## Aim
Rewrite the lines of the data below with every "corners" changed to "points" and nothing else altered. Leave the pictures out of your answer.

## Provided data

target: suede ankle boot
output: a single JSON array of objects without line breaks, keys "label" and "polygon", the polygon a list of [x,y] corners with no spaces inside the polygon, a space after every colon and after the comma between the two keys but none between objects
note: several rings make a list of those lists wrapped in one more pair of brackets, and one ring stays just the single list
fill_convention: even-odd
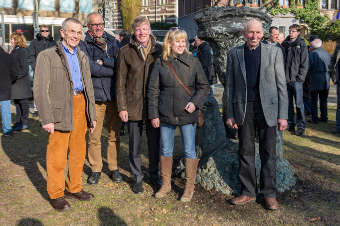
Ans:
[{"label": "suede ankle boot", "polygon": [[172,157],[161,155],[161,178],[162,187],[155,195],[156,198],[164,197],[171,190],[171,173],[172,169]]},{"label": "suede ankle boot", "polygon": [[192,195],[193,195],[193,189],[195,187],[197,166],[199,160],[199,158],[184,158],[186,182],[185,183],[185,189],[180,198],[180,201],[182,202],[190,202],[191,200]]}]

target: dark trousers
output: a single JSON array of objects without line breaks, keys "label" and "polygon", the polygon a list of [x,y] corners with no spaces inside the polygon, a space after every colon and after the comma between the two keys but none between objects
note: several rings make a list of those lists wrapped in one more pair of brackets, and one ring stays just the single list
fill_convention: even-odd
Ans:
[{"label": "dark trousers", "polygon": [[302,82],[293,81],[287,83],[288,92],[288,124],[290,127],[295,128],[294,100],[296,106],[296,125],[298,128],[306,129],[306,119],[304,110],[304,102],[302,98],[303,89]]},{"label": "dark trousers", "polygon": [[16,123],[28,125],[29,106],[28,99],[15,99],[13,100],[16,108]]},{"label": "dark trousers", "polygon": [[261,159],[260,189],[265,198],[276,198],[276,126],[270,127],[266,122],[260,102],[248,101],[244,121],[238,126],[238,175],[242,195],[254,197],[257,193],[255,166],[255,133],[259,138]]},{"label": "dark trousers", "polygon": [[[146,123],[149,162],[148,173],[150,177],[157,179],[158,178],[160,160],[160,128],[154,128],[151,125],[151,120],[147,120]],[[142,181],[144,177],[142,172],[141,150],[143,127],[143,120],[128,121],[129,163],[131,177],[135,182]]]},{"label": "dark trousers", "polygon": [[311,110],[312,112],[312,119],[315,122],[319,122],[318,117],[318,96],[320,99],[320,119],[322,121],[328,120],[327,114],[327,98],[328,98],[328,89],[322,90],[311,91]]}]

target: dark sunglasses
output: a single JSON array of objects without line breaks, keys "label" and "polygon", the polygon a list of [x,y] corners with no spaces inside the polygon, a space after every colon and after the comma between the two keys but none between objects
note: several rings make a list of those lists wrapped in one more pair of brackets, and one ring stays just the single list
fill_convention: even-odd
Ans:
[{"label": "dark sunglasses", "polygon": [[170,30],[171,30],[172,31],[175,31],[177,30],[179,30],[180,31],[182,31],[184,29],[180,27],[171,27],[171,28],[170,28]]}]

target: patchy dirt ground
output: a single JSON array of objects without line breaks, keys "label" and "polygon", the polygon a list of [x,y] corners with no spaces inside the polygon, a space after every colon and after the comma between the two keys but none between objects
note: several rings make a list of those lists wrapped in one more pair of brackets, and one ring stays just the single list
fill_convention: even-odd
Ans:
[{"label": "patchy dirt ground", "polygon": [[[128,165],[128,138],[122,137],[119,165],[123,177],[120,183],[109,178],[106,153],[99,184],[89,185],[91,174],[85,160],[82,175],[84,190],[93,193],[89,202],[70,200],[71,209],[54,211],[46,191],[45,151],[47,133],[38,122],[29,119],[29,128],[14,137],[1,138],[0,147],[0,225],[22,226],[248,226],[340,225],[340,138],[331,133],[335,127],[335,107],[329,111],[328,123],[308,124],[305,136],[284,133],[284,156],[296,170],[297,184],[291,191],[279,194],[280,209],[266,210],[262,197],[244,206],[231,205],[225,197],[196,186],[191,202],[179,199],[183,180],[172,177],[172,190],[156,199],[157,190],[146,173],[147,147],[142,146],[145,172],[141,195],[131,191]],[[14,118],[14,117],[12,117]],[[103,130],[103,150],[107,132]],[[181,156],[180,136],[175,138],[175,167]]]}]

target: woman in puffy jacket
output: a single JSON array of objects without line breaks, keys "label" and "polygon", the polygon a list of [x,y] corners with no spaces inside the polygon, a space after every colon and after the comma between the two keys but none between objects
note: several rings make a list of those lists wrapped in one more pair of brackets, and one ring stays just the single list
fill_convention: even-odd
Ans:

## Correct response
target: suede ankle boot
output: a single JSON array of objects without line breaks, keys "label" and "polygon", the polygon a list of [x,y] points with no spaces inside the polygon, a space after every colon and after the comma between the two keys but none between objects
note: several rings make a list of those lists wrapped in one more pair of brackets, and one ring stays just the single list
fill_convention: even-odd
Ans:
[{"label": "suede ankle boot", "polygon": [[172,157],[161,155],[161,178],[162,187],[155,195],[156,198],[164,197],[171,190],[171,173],[172,169]]},{"label": "suede ankle boot", "polygon": [[192,195],[193,195],[193,189],[195,187],[197,166],[199,160],[199,158],[184,158],[186,182],[185,183],[185,189],[180,198],[180,201],[182,202],[190,202],[191,200]]}]

target: dark trousers
output: a single JSON array of objects without line breaks, keys "label" and "polygon", the polygon a list of [x,y] points with no spaces inside the polygon, a space after every colon and after the comma between the two keys but none between objects
note: several rings make a list of those lists wrapped in one more pair of brackets, and one ring stays just the single list
fill_convention: even-odd
Ans:
[{"label": "dark trousers", "polygon": [[302,82],[293,81],[287,83],[288,92],[288,124],[290,127],[295,128],[294,100],[296,106],[296,125],[298,128],[306,129],[306,119],[304,110],[304,102],[302,98],[303,89]]},{"label": "dark trousers", "polygon": [[16,123],[28,125],[29,106],[28,99],[15,99],[13,100],[16,108]]},{"label": "dark trousers", "polygon": [[261,159],[260,189],[265,198],[276,198],[276,126],[270,127],[266,122],[260,102],[248,101],[244,121],[238,126],[238,175],[242,195],[254,197],[257,193],[255,166],[255,133],[259,138]]},{"label": "dark trousers", "polygon": [[[146,123],[149,162],[148,173],[150,177],[157,179],[158,178],[160,160],[160,128],[154,128],[151,125],[151,120],[147,120]],[[142,181],[144,177],[142,172],[141,150],[143,127],[143,120],[128,121],[129,163],[131,177],[135,182]]]},{"label": "dark trousers", "polygon": [[311,110],[312,112],[312,119],[315,122],[319,122],[318,117],[318,96],[320,99],[320,119],[322,121],[328,120],[327,114],[327,98],[328,98],[328,89],[322,90],[311,91]]}]

target: dark sunglasses
output: a single JSON array of objects without line breaks, keys "label" and "polygon", the polygon a list of [x,y] points with no spaces inside the polygon, a space after every colon and after the comma between the two keys but none between objects
note: several rings make a list of those lists wrapped in one more pair of brackets, and one ring stays just the single list
fill_convention: even-odd
Ans:
[{"label": "dark sunglasses", "polygon": [[170,30],[171,30],[172,31],[175,31],[177,30],[179,30],[180,31],[182,31],[184,29],[180,27],[171,27],[171,28],[170,28]]}]

target: patchy dirt ground
output: a single JSON array of objects without line breaks, keys "label" and "polygon", the polygon a list of [x,y] points with no spaces inside the polygon, a space after every colon and after the comma between the two keys but none between objects
note: several rings make a list of those lists wrapped in one more pair of brackets, and one ring stays just the single list
fill_convention: even-odd
Ans:
[{"label": "patchy dirt ground", "polygon": [[[128,165],[128,138],[122,137],[119,165],[123,177],[120,183],[109,178],[106,153],[99,184],[89,185],[91,174],[85,160],[82,175],[84,190],[93,193],[89,202],[70,200],[71,209],[54,211],[46,191],[45,151],[47,133],[38,122],[29,119],[29,128],[14,137],[1,138],[0,147],[0,225],[22,226],[248,226],[340,225],[340,138],[331,133],[335,127],[335,107],[329,111],[328,123],[308,124],[305,136],[284,133],[284,156],[296,170],[297,184],[291,191],[279,194],[280,209],[266,210],[262,197],[244,206],[231,205],[225,197],[196,186],[191,202],[179,199],[183,180],[172,177],[172,190],[156,199],[157,190],[146,173],[147,147],[142,146],[145,172],[141,195],[131,191]],[[14,118],[14,117],[12,117]],[[103,130],[103,150],[107,132]],[[181,156],[180,136],[175,138],[175,167]]]}]

target: woman in puffy jacket
output: a single JSON array of objects without line breaks, keys "label" and "polygon", the polygon a list of [x,y] points with no spaces inside the polygon, a space after every colon and after the comma between the two keys but none between objects
note: several rings make a list of those lists wrapped in one more pair of brackets, and one ring stays just the single list
fill_convention: even-odd
Ans:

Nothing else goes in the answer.